■ **Work instructions**: Set down every entry once more, exactly as it appears.
-------------------------
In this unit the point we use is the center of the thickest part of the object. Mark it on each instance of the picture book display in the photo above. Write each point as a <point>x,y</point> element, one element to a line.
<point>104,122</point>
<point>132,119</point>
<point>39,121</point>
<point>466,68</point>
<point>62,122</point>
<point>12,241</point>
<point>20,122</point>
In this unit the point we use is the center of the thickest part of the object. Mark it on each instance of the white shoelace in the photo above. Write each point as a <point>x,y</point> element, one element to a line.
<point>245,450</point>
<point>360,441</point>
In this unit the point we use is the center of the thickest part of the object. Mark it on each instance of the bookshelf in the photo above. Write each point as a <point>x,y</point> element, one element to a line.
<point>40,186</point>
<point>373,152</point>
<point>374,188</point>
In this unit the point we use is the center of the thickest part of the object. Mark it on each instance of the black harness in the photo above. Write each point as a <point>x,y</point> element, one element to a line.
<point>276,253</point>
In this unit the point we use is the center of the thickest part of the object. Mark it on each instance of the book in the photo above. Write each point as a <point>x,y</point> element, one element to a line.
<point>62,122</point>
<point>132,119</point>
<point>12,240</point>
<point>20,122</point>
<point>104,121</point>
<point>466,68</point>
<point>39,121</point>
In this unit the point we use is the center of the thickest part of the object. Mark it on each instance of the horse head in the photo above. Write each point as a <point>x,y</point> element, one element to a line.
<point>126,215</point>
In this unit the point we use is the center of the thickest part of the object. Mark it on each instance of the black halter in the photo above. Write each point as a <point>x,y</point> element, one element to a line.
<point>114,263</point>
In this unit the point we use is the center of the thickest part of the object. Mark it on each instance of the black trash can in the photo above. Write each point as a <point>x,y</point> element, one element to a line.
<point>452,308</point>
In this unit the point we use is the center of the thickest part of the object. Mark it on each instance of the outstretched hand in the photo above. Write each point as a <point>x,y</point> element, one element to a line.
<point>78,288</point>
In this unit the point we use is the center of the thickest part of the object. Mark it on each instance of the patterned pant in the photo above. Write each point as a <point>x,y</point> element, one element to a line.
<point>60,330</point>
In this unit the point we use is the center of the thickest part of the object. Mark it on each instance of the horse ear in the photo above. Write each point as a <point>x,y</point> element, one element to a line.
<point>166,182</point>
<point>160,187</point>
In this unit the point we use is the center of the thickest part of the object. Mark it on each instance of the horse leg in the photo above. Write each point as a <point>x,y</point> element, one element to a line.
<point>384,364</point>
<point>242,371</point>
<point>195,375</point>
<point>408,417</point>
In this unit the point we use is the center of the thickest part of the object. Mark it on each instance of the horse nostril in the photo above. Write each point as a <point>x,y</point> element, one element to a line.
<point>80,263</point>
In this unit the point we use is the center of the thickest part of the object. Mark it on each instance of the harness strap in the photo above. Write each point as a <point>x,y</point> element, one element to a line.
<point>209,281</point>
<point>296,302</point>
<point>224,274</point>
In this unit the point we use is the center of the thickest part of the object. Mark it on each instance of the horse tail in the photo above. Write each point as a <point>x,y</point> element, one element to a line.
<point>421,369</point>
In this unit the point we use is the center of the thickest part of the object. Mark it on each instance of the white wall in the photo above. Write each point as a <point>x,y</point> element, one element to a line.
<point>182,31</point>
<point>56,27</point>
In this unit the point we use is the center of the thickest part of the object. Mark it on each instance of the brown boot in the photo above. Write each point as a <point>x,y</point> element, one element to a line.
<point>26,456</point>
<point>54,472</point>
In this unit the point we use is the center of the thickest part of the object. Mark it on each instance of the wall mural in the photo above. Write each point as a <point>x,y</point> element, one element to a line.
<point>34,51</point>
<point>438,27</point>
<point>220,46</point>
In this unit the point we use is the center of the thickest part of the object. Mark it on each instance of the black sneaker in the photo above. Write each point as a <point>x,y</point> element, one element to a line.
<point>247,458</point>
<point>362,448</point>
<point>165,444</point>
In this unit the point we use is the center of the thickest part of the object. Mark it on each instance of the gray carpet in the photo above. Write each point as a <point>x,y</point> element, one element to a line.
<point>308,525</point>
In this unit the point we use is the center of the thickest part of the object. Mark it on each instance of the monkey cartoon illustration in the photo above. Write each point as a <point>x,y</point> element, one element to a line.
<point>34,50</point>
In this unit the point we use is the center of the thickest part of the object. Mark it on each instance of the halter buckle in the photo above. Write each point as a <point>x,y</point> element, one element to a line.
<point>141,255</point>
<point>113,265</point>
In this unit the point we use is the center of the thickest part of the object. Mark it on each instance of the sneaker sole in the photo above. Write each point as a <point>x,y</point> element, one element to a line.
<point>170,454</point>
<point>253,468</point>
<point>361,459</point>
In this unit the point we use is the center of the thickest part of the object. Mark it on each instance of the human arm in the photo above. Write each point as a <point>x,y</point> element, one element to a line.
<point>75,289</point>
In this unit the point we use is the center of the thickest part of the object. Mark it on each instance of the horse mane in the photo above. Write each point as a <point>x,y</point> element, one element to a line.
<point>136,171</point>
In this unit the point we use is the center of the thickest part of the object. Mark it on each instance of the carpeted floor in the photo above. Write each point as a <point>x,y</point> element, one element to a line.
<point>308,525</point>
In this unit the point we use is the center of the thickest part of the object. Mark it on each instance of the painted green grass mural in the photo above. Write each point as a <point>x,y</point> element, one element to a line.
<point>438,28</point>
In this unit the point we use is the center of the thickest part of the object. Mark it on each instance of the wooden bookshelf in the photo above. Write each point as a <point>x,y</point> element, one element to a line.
-------------------------
■ **Result of this exercise**:
In this unit the point we use is the center of the thickest part of the object. Mark it on each instance of the picture book display in the photo above. Write each point as a <point>x,y</point> element, one element to a line.
<point>104,122</point>
<point>132,119</point>
<point>39,121</point>
<point>466,68</point>
<point>62,122</point>
<point>12,241</point>
<point>20,122</point>
In this unit the point we use is the center of the thickest part of the object. Mark it on each instance of the white shoelace in the photo above. Write each point as a <point>x,y</point> element, one element to a line.
<point>245,450</point>
<point>360,441</point>
In this unit the point we use is the center of the thickest part of the object. Mark it on each instance of the bookshelf in the photo above. Write each point as a <point>x,y</point> element, one element to a line.
<point>40,186</point>
<point>373,152</point>
<point>374,188</point>
In this unit the point we use is the center of the thickest part of the object. Mark it on each instance of the black harness in the photo above. Write each point as a <point>x,y</point> element, one element to a line.
<point>276,253</point>
In this unit the point we use is the center of the thickest part of the object. Mark it on each instance of the book in the photo above. Write each point as a <point>x,y</point> element, one element to a line.
<point>62,122</point>
<point>132,119</point>
<point>12,240</point>
<point>20,122</point>
<point>104,121</point>
<point>466,68</point>
<point>39,121</point>
In this unit the point we use is the center of the thickest part of the object. Mark it on each instance of the horse head in the photo above. Write each point as a <point>x,y</point> element, one element to a line.
<point>126,215</point>
In this unit the point we use is the center of the thickest part of the object. Mark it on each instance of the black halter in the photo above. Write each point as a <point>x,y</point> element, one element to a line.
<point>114,263</point>
In this unit the point we use is the center of the thickest part of the object. Mark it on each instance of the black trash can in the photo above. Write each point as a <point>x,y</point> element, one element to a line.
<point>452,308</point>
In this unit the point we use is the center of the thickest part of the object. Mark it on each instance of the outstretched hand in the photo above. Write each point as a <point>x,y</point> element, one element to a line.
<point>78,288</point>
In this unit the point we use is the center of the thickest part of the object. Mark it on each instance of the patterned pant in the photo above. Write each point as a <point>x,y</point> element, one element to a line.
<point>60,330</point>
In this unit the point we use is the center of the thickest part of the object. Mark it on each instance of the horse ear in the photo above. Write each point as a <point>x,y</point> element, one element to a line.
<point>166,182</point>
<point>160,187</point>
In this unit the point we use is the center of the thickest part of the object. Mark it on each instance of the horse leg in the photo above. Write each point as a <point>x,y</point> element, one element to a line.
<point>384,364</point>
<point>242,371</point>
<point>195,375</point>
<point>408,417</point>
In this unit the point we use is the center of the thickest part of the object. Mark it on each instance of the horse nostril in the photo above. Write each point as a <point>x,y</point> element, one element to a line.
<point>80,263</point>
In this unit the point we use is the center of the thickest part of the object. Mark it on each instance of the harness strap in the photo above. Write each point as a <point>x,y</point> element, one element to a line.
<point>209,281</point>
<point>296,302</point>
<point>224,274</point>
In this unit the point we use is the center of the thickest part of the object. Mark it on each instance of the horse tail in the photo above. Write each point as a <point>x,y</point> element, one element to a line.
<point>421,369</point>
In this unit the point we use is the center of the thickest part of the object. Mark it on each instance of the white wall in the photo above. Write each point as a <point>x,y</point> element, one element to a line.
<point>182,31</point>
<point>56,27</point>
In this unit the point we use is the center of the thickest part of the object. Mark it on each instance of the brown boot in the photo above. Write each point as a <point>x,y</point> element, one element to a line.
<point>26,456</point>
<point>54,472</point>
In this unit the point we use is the center of the thickest part of the object. Mark it on each instance of the wall mural in the photo above. Write each point as a <point>x,y</point> element, one element to a line.
<point>34,51</point>
<point>438,27</point>
<point>220,46</point>
In this unit the point we use is the center of the thickest part of the object. Mark it on each instance of the black sneaker in the photo above. Write each point as a <point>x,y</point> element, one element to a line.
<point>247,458</point>
<point>362,448</point>
<point>165,444</point>
In this unit the point we use is the center of the thickest part of the object. Mark it on each instance of the gray carpet in the photo above. Write each point as a <point>x,y</point> element, one element to a line.
<point>308,525</point>
In this unit the point we use is the center of the thickest part of the object. Mark it on each instance of the monkey cartoon illustration in the photo above. Write each point as a <point>x,y</point> element, one element to a line.
<point>34,50</point>
In this unit the point we use is the center of the thickest part of the object. Mark it on each instance of the halter buckle in the photo above. Write each point as a <point>x,y</point> element, one element to a line.
<point>141,255</point>
<point>113,265</point>
In this unit the point we use is the center of the thickest part of the object. Mark it on each instance of the sneaker sole in the photo above. Write each point as a <point>x,y</point> element, one element to a line.
<point>170,454</point>
<point>253,468</point>
<point>361,459</point>
In this unit the point we use is the center of the thickest part of the object. Mark it on each instance of the human arm in the photo above. Write each point as a <point>x,y</point> element, one element to a line.
<point>75,289</point>
In this unit the point we use is the center of the thickest part of the object. Mark it on each instance of the horse mane in the photo above. Write each point as a <point>x,y</point> element, one element to a line.
<point>136,171</point>
In this unit the point we use is the center of the thickest part of the object. Mark it on each instance of the carpeted floor in the photo above. Write each point as a <point>x,y</point> element, one element to a line.
<point>308,525</point>
In this unit the point we use is the center of the thickest part of the object. Mark it on each instance of the painted green grass mural in the photo above. Write each point as a <point>x,y</point> element, one element to a line.
<point>438,28</point>
In this unit the point we use is the center of the thickest part of the object. Mark it on each instance of the wooden bookshelf in the photo above. Write each point as a <point>x,y</point> element, one element to a line.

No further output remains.